[[ Records for processing open ]]

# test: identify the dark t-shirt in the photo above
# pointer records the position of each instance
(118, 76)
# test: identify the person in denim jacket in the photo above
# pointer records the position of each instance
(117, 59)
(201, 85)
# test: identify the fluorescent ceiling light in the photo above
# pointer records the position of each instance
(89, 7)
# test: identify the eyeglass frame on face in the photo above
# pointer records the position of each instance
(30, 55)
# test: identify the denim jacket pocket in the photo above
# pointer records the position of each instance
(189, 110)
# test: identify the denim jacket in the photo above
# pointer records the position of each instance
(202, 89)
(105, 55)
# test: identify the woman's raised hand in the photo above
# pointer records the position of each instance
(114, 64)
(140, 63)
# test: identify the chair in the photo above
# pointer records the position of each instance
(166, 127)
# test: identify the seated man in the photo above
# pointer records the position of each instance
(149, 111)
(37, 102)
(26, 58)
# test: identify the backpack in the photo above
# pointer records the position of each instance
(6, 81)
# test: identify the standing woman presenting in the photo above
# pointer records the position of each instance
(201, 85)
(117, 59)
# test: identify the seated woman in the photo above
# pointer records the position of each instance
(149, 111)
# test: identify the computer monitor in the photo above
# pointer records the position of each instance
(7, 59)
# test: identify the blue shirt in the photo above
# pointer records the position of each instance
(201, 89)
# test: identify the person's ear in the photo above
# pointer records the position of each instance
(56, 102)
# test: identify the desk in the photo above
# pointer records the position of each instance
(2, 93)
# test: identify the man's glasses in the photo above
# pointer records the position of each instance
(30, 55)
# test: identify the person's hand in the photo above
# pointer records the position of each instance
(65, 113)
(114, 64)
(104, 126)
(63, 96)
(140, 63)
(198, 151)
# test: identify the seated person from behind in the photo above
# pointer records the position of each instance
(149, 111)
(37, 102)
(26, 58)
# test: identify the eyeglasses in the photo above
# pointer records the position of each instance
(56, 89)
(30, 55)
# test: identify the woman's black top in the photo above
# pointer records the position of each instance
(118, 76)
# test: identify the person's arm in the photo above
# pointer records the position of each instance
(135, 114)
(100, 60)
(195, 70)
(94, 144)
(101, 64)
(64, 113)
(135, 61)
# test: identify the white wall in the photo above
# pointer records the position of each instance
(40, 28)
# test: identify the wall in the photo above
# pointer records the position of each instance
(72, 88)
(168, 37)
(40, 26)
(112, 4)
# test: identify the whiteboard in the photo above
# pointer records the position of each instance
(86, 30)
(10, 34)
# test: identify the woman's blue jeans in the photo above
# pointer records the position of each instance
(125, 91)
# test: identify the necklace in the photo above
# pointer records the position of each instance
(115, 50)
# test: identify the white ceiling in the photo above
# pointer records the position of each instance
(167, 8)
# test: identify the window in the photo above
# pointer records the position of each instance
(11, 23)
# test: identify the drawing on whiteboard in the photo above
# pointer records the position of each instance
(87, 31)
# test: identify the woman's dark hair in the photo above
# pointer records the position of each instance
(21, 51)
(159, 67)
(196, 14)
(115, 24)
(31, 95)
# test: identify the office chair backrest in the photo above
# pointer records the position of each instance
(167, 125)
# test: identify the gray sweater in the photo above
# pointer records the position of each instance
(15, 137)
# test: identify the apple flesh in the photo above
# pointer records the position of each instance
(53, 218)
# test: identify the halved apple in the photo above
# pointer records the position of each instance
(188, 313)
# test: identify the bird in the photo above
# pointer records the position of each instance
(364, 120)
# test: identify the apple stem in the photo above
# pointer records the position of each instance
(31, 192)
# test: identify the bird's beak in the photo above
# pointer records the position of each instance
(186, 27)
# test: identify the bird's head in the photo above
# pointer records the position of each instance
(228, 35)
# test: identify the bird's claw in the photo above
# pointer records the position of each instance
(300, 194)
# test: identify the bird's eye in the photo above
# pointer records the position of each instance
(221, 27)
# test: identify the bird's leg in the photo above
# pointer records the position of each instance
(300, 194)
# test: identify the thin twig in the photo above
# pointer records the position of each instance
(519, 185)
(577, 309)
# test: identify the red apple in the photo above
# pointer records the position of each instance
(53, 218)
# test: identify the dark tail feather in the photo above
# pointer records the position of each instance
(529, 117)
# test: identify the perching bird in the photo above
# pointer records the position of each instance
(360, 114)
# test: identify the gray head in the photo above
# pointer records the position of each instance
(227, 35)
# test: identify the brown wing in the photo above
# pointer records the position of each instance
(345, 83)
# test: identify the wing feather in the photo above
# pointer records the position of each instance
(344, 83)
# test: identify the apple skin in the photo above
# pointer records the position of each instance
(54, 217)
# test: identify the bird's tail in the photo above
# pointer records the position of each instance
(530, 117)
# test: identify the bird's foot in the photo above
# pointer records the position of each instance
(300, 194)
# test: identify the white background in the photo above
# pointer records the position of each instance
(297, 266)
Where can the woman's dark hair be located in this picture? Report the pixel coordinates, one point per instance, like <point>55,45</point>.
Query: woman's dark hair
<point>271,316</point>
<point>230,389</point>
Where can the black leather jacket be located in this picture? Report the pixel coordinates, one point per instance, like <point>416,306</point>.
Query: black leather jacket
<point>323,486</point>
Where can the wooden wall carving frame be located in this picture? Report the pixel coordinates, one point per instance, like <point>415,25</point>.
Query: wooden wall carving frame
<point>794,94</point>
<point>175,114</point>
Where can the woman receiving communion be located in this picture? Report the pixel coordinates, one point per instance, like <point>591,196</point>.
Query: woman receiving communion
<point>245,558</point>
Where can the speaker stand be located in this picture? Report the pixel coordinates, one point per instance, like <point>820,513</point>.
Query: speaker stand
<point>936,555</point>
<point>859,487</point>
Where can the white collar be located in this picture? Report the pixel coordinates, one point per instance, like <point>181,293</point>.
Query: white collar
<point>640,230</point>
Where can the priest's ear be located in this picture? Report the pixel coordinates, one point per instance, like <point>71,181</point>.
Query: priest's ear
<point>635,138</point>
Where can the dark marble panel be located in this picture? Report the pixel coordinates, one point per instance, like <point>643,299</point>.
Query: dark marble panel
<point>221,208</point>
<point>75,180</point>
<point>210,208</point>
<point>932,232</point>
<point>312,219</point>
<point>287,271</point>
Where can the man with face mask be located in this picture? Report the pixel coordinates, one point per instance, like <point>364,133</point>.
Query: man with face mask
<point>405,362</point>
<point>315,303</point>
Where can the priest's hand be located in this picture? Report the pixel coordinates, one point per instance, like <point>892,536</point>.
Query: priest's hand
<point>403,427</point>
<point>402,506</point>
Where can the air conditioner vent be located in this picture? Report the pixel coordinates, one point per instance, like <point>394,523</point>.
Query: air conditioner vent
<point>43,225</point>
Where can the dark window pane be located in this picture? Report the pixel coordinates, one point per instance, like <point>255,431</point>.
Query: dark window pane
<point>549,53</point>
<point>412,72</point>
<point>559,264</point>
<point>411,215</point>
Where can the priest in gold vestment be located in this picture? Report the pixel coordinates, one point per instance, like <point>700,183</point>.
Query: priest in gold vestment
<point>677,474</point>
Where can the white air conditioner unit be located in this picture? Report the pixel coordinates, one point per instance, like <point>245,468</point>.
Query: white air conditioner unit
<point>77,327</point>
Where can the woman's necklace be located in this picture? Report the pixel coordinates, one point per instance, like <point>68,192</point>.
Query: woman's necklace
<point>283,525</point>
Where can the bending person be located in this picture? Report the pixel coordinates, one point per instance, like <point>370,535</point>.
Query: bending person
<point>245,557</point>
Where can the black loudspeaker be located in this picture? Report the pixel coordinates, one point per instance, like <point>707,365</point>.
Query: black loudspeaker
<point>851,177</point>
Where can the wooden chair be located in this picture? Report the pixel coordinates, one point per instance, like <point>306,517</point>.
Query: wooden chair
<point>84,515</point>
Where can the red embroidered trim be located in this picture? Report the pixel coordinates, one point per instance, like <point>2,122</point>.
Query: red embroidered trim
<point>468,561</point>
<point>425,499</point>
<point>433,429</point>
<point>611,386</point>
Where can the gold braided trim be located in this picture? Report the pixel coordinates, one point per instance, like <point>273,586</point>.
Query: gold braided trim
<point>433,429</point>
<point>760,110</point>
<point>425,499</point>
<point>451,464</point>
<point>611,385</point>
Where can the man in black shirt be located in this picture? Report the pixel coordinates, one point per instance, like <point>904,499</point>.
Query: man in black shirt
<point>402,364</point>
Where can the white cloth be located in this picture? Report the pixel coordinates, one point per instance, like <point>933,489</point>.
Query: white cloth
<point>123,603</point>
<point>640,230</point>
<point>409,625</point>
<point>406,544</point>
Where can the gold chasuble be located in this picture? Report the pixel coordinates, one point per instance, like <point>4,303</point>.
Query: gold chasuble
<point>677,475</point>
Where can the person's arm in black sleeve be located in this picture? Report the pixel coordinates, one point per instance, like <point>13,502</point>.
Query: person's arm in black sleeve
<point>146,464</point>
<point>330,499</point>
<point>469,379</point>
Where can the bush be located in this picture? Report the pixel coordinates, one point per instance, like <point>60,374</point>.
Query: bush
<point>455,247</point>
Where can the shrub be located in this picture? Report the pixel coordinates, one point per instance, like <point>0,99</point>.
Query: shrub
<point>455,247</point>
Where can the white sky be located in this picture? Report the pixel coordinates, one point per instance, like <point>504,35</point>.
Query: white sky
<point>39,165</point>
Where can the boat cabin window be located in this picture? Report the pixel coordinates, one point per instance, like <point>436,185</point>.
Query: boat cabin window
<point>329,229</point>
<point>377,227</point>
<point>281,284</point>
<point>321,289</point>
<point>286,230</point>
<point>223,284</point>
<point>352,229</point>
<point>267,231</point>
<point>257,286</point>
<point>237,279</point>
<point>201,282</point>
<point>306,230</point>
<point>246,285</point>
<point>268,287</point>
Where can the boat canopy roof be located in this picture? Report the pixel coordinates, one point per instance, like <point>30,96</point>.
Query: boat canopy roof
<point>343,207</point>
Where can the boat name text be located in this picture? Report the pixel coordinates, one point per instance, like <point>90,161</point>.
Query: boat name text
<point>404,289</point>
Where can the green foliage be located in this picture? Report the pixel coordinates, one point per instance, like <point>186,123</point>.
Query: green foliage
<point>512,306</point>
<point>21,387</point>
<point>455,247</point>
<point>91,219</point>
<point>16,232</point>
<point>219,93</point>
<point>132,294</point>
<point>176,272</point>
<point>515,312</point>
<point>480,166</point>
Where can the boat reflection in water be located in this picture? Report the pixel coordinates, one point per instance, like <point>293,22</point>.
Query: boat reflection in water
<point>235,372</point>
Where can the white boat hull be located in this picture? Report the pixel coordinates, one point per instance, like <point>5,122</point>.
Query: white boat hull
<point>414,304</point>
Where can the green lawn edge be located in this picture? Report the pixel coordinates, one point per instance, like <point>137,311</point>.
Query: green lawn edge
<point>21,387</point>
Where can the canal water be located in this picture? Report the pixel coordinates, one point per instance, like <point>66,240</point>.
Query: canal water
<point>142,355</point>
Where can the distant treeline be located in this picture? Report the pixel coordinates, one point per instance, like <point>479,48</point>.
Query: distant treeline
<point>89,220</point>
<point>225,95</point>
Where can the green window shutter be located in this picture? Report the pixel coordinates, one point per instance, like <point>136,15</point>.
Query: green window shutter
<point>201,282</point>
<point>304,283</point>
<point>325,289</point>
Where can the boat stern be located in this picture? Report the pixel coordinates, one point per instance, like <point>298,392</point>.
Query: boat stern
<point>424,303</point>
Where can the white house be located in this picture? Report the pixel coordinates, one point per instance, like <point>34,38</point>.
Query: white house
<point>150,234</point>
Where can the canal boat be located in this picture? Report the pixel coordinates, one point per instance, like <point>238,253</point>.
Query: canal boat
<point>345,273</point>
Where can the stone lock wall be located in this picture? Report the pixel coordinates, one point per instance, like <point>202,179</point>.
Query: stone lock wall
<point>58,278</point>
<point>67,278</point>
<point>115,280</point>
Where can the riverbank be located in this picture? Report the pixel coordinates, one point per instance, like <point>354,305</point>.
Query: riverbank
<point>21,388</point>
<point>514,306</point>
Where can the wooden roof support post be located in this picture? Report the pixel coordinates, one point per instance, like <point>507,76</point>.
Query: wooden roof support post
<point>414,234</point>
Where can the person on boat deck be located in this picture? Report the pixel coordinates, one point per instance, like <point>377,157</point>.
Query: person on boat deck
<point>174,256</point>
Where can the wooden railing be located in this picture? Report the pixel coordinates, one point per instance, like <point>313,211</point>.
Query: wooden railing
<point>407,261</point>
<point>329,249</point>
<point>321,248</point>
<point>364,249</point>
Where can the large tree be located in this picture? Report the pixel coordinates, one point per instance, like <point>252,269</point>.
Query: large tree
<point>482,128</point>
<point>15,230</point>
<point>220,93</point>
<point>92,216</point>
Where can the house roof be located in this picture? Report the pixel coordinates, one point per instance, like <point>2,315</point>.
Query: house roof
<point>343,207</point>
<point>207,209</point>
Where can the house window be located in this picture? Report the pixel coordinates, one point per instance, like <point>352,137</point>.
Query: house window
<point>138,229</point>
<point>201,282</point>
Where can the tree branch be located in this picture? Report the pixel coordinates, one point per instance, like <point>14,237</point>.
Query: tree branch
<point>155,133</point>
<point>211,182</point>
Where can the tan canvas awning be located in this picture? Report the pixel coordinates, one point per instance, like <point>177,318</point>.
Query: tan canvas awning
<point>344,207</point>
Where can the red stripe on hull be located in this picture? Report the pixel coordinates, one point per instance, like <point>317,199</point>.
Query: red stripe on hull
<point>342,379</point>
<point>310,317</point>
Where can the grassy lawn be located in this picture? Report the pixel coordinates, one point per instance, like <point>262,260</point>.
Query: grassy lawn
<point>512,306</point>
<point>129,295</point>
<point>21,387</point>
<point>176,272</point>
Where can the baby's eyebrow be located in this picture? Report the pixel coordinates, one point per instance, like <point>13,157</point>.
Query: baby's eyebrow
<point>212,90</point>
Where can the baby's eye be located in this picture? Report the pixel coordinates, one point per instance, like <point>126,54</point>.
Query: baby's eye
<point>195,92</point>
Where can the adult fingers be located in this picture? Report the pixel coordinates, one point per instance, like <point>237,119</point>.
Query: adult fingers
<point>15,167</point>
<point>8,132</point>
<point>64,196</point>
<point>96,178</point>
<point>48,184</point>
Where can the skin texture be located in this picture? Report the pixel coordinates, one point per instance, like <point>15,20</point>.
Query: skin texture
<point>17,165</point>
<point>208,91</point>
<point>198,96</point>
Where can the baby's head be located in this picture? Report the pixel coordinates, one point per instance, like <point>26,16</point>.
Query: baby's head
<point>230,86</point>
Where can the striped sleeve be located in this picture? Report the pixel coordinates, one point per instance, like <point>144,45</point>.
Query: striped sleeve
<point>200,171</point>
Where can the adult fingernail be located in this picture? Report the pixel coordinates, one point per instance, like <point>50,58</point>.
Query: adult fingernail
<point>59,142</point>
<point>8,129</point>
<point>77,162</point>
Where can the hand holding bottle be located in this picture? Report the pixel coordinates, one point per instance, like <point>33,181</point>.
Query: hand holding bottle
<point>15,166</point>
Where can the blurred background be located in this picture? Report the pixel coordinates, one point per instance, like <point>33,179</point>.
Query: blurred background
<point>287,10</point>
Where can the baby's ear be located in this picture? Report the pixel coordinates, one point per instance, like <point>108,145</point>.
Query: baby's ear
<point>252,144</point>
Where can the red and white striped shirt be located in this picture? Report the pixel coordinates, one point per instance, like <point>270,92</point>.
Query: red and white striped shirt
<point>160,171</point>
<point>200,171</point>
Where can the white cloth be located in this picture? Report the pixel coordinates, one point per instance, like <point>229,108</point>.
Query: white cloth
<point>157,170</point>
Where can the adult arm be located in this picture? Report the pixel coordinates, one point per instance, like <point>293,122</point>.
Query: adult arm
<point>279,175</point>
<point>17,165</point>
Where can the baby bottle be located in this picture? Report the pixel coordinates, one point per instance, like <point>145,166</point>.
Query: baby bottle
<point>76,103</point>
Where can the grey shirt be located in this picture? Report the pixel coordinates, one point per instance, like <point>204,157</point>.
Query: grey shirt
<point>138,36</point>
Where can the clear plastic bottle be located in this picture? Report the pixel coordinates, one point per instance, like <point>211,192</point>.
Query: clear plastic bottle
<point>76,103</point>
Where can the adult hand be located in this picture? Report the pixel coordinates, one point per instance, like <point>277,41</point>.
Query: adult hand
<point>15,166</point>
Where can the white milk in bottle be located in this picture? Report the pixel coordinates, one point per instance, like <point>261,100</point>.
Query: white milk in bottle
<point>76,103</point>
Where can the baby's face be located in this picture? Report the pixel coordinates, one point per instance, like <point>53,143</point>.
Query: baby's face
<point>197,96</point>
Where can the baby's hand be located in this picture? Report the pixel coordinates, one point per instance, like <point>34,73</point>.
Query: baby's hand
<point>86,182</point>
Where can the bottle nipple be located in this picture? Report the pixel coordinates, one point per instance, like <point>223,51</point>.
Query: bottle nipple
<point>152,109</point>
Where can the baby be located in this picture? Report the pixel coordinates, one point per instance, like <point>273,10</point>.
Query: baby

[[ Records for processing closed ]]

*Work task*
Look above and return each line of the records exactly, from the very first through the line with "# test: identify the desk in the photo above", both included.

*Exercise solution*
# test: identify the dark t-shirt in the photo above
# pointer records the position of each instance
(118, 76)
# test: identify the person in denim jacket in the photo above
# pointer records the position of each instance
(117, 59)
(201, 85)
# test: identify the fluorescent ceiling light in the photo above
# pointer records the position of each instance
(89, 7)
# test: identify the eyeglass frame on face in the photo above
# pointer records the position of each instance
(30, 55)
# test: identify the denim jacket pocket in the photo above
# pointer records the position of each instance
(189, 110)
# test: identify the denim jacket in the photo above
# pointer records the position of each instance
(202, 89)
(105, 55)
# test: identify the woman's raised hand in the photo above
# pointer records the position of each instance
(114, 64)
(140, 63)
# test: identify the chair in the photo above
# pointer records the position of each instance
(166, 127)
# test: identify the seated man in the photo above
# pointer records the position of each instance
(149, 111)
(37, 102)
(26, 58)
# test: identify the backpack in the photo above
# pointer records the position of each instance
(6, 81)
# test: identify the standing woman presenting in the photo above
# pointer records the position of each instance
(201, 85)
(117, 59)
# test: identify the seated woman in the photo above
# pointer records the position of each instance
(149, 111)
# test: identify the computer monitor in the photo above
# pointer records the position of each instance
(7, 59)
# test: identify the blue shirt in the photo above
# pointer records the position of each instance
(201, 89)
# test: identify the person's ear in the photo above
# pointer records the position of each instance
(56, 102)
# test: identify the desk in the photo above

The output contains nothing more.